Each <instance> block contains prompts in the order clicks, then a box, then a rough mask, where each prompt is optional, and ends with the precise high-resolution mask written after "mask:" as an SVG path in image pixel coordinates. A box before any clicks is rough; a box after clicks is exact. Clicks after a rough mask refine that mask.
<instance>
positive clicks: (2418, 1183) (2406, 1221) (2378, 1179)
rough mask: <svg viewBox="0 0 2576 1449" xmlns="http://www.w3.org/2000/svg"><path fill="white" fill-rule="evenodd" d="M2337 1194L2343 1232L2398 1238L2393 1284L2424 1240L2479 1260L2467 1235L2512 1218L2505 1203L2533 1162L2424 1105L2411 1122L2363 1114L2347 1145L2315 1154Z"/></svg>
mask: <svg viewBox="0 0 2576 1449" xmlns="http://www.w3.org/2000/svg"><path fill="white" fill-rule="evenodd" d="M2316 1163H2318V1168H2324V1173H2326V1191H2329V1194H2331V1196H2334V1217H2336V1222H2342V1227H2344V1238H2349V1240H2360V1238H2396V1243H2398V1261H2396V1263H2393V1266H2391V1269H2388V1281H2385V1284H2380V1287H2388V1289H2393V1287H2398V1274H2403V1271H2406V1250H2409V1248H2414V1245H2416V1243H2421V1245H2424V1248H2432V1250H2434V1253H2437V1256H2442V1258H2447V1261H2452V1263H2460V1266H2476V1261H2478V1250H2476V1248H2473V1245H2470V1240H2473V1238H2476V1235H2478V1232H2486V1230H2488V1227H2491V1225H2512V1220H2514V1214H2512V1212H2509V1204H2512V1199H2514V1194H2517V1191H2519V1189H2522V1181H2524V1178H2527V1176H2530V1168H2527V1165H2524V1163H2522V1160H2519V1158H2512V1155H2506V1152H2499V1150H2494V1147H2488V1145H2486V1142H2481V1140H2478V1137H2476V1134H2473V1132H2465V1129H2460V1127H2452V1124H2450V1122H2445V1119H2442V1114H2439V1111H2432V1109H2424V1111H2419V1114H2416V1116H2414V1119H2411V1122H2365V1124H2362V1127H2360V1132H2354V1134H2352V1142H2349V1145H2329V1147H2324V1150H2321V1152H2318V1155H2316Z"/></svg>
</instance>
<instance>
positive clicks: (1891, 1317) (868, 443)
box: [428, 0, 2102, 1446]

### What you are asked to do
Recast the records as a Markdown table with the columns "No." and "Line", starting at the line with "</instance>" and continuing up to and including the last line of the records. Number each line and omit blank lines.

### Exercise response
| No. | Line |
|---|---|
| 1 | </instance> |
| 2 | <instance> |
| 3 | positive clicks: (1891, 1317) (868, 443) |
| 4 | box: [428, 0, 2102, 1446] |